- Exercise aim:
Copy the lines of the material word for word, starting with the line that contains "GET /detect?q=red jersey" and continuing through the end of the material.

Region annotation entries
⟨
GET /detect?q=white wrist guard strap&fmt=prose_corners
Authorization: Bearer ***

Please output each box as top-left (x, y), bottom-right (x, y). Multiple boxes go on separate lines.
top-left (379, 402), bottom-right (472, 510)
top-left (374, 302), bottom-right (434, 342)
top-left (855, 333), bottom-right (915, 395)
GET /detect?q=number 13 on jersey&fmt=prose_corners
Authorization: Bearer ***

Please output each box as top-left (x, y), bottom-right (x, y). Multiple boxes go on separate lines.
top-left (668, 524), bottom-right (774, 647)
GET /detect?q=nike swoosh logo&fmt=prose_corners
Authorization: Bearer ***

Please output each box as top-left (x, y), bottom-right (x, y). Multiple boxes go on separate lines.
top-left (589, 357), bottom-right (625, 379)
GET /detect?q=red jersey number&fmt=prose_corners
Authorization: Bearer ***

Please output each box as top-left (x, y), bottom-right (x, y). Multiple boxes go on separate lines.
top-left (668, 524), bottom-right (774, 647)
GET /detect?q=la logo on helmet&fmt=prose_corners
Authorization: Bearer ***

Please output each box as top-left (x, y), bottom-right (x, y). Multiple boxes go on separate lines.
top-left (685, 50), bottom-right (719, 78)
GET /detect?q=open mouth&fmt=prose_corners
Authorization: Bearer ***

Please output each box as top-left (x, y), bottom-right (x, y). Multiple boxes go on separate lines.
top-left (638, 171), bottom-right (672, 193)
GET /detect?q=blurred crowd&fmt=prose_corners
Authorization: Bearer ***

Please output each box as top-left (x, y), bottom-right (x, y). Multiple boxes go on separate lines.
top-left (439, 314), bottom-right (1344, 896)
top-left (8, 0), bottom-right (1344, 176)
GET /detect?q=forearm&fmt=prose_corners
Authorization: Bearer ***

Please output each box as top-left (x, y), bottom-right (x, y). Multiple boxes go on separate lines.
⟩
- Reply:
GET /detect?q=red jersey number&fmt=prose_corners
Authorization: Bearer ***

Please output each box as top-left (x, y), bottom-right (x, y). Multiple boxes go on separate lines.
top-left (668, 524), bottom-right (774, 647)
GET /detect?q=la logo on helmet&fmt=prose_corners
Authorization: Bearer ***

Please output each box as top-left (x, y), bottom-right (x, y). Multiple boxes go on separate lines.
top-left (685, 50), bottom-right (719, 78)
GET /detect?q=open mouth&fmt=prose_corners
Authorization: Bearer ***

Please output each box as top-left (x, y), bottom-right (x, y). Multiple boxes go on separate lines.
top-left (638, 171), bottom-right (672, 193)
GET /detect?q=blurred crowd&fmt=prose_corners
Authorization: Bearer ***

Please output each box as top-left (x, y), bottom-right (x, y). Multiple boxes go on separate lines.
top-left (439, 314), bottom-right (1344, 896)
top-left (8, 0), bottom-right (1344, 176)
GET /detect?q=forearm&fmt=prose_corners
Authorization: Bearer ***

Please output each box as top-left (x, y), bottom-right (x, y). Multiple boxes go on separate lines.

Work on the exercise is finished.